● **SET PROBLEM**: Edit the records from the line containing "Where in the photo above can the parked" through the end of the records, replacing "sidewalk" with "pavement" and keeping everything else unchanged. Leave the pictures out of your answer.
━━━━━━
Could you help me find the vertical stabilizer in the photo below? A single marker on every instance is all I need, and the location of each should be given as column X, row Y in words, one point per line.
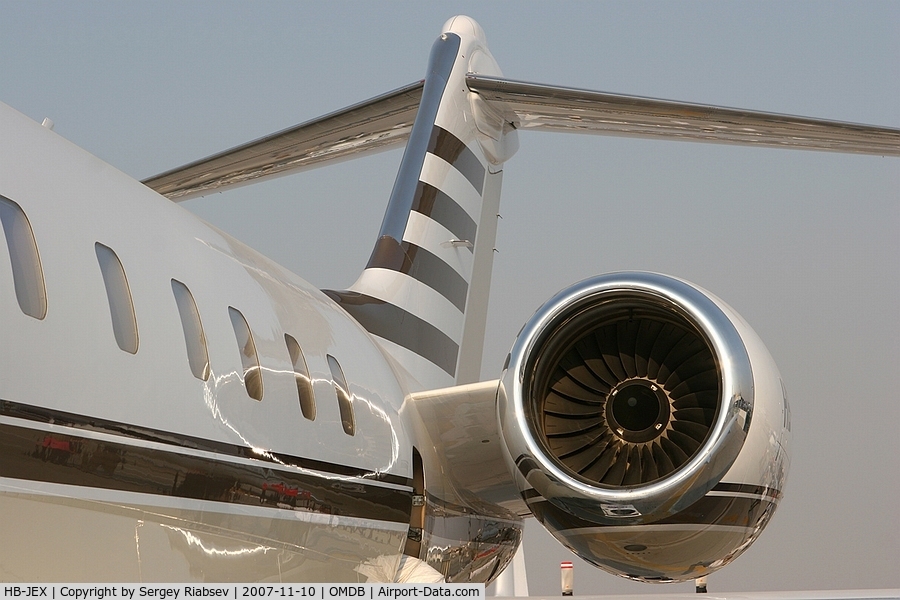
column 424, row 292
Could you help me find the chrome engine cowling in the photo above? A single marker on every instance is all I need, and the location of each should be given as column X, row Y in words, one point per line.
column 646, row 425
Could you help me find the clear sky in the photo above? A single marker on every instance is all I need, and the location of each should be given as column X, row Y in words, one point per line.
column 804, row 244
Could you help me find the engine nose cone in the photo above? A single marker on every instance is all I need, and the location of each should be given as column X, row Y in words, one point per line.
column 638, row 410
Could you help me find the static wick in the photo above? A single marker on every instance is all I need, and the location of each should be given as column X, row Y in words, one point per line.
column 567, row 576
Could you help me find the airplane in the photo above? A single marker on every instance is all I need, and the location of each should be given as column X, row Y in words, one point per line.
column 208, row 415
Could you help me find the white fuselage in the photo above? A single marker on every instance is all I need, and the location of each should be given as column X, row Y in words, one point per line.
column 169, row 475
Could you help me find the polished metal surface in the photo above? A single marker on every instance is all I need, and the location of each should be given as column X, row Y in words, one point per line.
column 539, row 106
column 371, row 126
column 594, row 468
column 618, row 503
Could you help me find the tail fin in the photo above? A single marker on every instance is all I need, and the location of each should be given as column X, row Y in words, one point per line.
column 424, row 292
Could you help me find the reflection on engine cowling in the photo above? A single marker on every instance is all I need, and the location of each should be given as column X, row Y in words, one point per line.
column 646, row 425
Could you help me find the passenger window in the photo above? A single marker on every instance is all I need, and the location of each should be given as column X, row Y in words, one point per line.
column 194, row 338
column 28, row 277
column 249, row 357
column 301, row 376
column 121, row 306
column 343, row 393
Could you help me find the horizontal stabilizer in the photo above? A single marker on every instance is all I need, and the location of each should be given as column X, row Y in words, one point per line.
column 380, row 123
column 385, row 121
column 570, row 110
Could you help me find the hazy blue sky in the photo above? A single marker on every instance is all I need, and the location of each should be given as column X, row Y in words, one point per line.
column 805, row 245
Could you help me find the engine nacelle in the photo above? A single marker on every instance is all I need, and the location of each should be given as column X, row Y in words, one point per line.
column 646, row 425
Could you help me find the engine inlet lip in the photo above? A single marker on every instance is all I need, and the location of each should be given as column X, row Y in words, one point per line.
column 710, row 318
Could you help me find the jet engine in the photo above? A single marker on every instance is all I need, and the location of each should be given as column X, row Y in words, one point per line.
column 646, row 425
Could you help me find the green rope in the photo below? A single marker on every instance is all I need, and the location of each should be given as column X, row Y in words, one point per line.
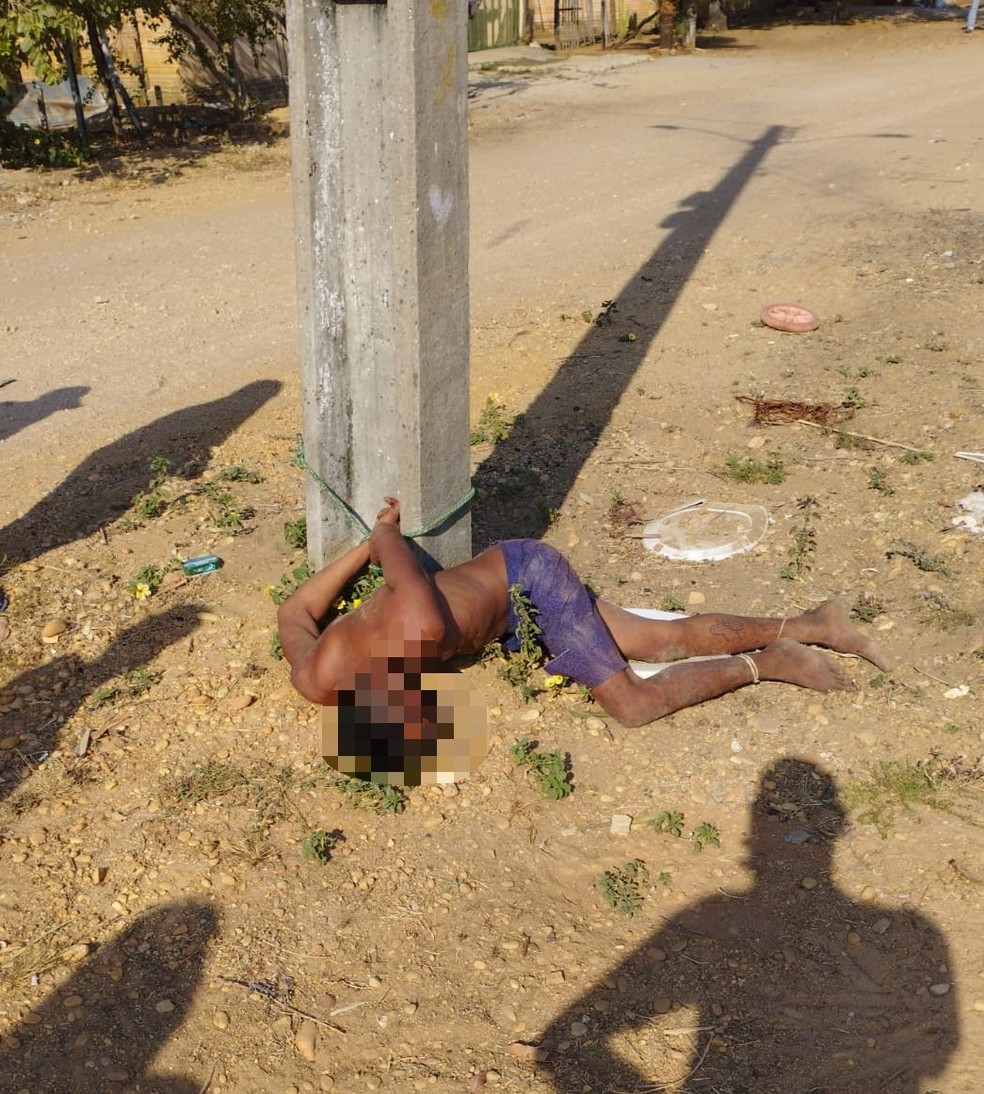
column 301, row 461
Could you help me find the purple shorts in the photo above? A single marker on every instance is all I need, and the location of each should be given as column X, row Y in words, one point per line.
column 574, row 633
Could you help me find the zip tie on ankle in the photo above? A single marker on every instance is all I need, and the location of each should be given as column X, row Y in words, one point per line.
column 751, row 664
column 301, row 461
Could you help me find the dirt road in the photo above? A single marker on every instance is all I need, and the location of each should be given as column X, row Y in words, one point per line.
column 160, row 927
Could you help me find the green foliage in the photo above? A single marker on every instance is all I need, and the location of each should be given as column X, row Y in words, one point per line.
column 803, row 540
column 866, row 608
column 296, row 533
column 362, row 586
column 623, row 887
column 748, row 469
column 548, row 770
column 519, row 668
column 893, row 784
column 203, row 782
column 238, row 474
column 319, row 846
column 854, row 397
column 668, row 823
column 705, row 835
column 146, row 582
column 22, row 147
column 137, row 682
column 289, row 583
column 918, row 556
column 916, row 457
column 383, row 798
column 226, row 510
column 206, row 30
column 877, row 480
column 494, row 426
column 154, row 500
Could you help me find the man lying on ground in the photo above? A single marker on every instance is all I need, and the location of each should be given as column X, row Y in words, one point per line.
column 417, row 620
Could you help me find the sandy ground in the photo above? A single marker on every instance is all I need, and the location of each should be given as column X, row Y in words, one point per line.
column 161, row 928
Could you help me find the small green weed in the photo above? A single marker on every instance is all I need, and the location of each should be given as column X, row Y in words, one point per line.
column 383, row 798
column 296, row 533
column 803, row 540
column 148, row 580
column 494, row 426
column 916, row 457
column 22, row 147
column 878, row 480
column 623, row 887
column 154, row 500
column 359, row 589
column 861, row 372
column 548, row 770
column 319, row 846
column 942, row 615
column 847, row 441
column 918, row 557
column 226, row 510
column 289, row 583
column 519, row 668
column 203, row 782
column 668, row 823
column 748, row 469
column 238, row 474
column 867, row 608
column 890, row 786
column 705, row 835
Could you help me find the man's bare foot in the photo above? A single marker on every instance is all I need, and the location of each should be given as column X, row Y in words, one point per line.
column 830, row 626
column 789, row 662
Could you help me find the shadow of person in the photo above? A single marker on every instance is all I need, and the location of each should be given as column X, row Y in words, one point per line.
column 15, row 416
column 787, row 987
column 102, row 487
column 132, row 993
column 51, row 693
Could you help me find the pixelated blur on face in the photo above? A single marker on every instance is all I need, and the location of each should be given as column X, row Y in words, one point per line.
column 404, row 726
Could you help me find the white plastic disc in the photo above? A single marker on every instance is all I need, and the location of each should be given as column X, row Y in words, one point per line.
column 706, row 531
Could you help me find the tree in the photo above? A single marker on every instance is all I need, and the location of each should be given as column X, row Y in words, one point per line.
column 209, row 30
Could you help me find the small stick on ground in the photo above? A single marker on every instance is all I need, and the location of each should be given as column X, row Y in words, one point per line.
column 860, row 437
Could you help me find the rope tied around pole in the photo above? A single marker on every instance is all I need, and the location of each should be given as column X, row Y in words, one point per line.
column 300, row 461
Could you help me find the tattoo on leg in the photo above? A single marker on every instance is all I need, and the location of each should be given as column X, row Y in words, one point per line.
column 728, row 628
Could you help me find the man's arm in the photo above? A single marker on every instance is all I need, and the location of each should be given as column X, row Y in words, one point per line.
column 404, row 574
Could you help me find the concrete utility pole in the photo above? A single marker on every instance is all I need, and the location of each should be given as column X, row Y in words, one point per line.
column 379, row 132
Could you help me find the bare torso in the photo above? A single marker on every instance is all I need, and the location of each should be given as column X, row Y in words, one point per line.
column 473, row 608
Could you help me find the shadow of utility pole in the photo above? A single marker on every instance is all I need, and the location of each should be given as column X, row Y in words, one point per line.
column 535, row 467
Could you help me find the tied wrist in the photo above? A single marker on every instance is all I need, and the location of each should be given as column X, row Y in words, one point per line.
column 752, row 666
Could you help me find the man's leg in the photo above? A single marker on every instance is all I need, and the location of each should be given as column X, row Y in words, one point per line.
column 636, row 701
column 714, row 633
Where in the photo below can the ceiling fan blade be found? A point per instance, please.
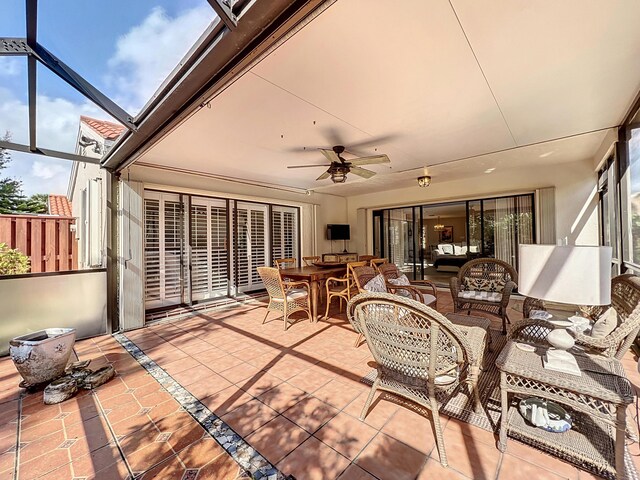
(370, 160)
(363, 172)
(372, 141)
(330, 155)
(306, 166)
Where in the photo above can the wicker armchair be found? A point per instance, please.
(376, 262)
(283, 296)
(419, 354)
(625, 299)
(485, 269)
(341, 288)
(421, 290)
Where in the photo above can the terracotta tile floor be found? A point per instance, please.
(295, 396)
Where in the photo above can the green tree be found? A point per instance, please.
(11, 198)
(12, 261)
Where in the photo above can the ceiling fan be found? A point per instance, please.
(339, 167)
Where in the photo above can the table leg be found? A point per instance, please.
(621, 427)
(314, 300)
(502, 442)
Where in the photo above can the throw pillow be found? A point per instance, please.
(401, 280)
(376, 284)
(605, 324)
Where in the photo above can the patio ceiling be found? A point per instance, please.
(441, 82)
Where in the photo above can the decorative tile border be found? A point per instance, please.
(244, 454)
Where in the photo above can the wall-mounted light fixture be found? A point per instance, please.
(424, 181)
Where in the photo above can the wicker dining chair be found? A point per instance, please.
(284, 297)
(494, 302)
(341, 287)
(281, 263)
(309, 261)
(423, 291)
(625, 300)
(375, 262)
(419, 354)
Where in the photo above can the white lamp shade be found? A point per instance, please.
(579, 275)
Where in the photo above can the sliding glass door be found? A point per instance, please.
(435, 240)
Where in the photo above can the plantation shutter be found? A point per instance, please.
(209, 255)
(163, 248)
(285, 232)
(251, 245)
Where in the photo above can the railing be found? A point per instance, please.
(47, 240)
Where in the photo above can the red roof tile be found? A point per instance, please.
(107, 130)
(60, 205)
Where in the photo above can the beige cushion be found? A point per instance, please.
(376, 284)
(606, 323)
(480, 295)
(293, 294)
(428, 299)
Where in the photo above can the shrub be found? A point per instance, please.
(13, 261)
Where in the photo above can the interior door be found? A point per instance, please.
(163, 249)
(209, 249)
(252, 245)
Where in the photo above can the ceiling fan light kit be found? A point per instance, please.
(339, 167)
(424, 181)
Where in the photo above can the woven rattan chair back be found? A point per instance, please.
(376, 262)
(309, 261)
(418, 351)
(362, 275)
(285, 297)
(625, 299)
(285, 263)
(272, 281)
(488, 269)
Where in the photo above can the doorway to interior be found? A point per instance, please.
(433, 241)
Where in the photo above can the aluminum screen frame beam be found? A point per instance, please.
(46, 152)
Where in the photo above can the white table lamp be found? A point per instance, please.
(579, 275)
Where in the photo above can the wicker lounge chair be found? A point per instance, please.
(421, 290)
(284, 296)
(625, 299)
(484, 269)
(419, 354)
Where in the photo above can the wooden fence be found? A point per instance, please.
(47, 240)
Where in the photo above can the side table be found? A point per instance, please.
(598, 398)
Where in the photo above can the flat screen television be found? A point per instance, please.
(338, 232)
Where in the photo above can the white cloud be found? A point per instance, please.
(47, 170)
(9, 66)
(57, 129)
(146, 55)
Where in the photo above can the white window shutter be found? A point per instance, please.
(93, 220)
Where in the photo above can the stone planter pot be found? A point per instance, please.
(42, 356)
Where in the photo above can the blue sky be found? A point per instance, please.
(125, 50)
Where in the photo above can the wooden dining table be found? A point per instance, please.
(314, 275)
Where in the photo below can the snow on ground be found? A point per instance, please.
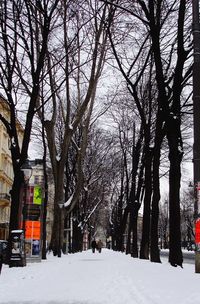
(101, 278)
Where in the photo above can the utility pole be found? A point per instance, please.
(196, 121)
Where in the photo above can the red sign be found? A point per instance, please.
(32, 230)
(197, 232)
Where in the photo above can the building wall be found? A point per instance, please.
(6, 175)
(6, 170)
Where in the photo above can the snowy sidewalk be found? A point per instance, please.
(106, 278)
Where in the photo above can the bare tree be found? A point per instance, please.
(25, 29)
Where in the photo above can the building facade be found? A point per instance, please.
(6, 169)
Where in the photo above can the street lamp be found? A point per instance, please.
(196, 122)
(61, 205)
(27, 171)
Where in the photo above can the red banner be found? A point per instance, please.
(197, 232)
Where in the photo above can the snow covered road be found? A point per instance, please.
(106, 278)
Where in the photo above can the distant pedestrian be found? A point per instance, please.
(99, 245)
(94, 245)
(1, 262)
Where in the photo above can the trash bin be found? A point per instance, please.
(18, 256)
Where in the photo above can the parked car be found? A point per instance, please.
(3, 249)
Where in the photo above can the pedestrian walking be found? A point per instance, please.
(99, 245)
(93, 245)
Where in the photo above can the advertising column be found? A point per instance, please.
(33, 223)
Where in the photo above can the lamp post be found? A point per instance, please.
(196, 111)
(61, 205)
(27, 171)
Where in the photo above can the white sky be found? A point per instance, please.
(101, 278)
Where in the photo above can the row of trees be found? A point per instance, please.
(55, 56)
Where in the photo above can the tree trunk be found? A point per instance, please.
(175, 157)
(144, 250)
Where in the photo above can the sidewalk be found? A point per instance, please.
(106, 278)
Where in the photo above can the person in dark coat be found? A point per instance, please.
(93, 245)
(99, 245)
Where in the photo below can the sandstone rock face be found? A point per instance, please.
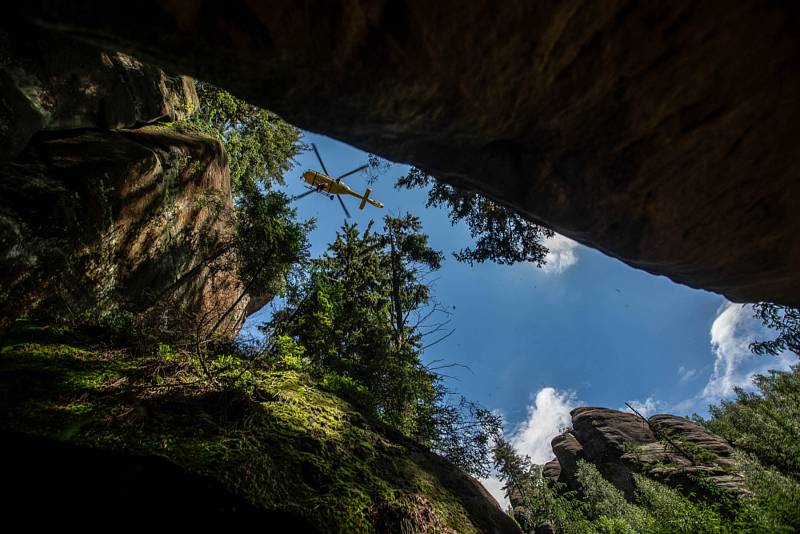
━━━━━━
● **SOLUTION BELOW**:
Where in the photo above can the parked car be found? A point per instance, please.
(3, 249)
Where in the photo above can the pedestrian walking be found? A point per instance, please.
(99, 245)
(93, 245)
Where in the photo above can the advertising column be found? A point per instance, please.
(33, 223)
Where in the photo above can the lamp post be found? A point per instance, please.
(196, 111)
(61, 205)
(27, 171)
Where in the photo above can the white sky be found? A point per instance, please.
(101, 278)
Where in the photo above can the row of trees be found? A point per instance, please.
(55, 56)
Where in the photo above can the tree trunk be found? A point per instance, please.
(175, 157)
(144, 250)
Where in the photo above can the pavement be found? A point per instance, please.
(106, 278)
Where in the photo above can the person in dark coat be found? A point per instance, please.
(93, 245)
(99, 245)
Where in the photo below can the sandstone rock face be found? A point per instance, please.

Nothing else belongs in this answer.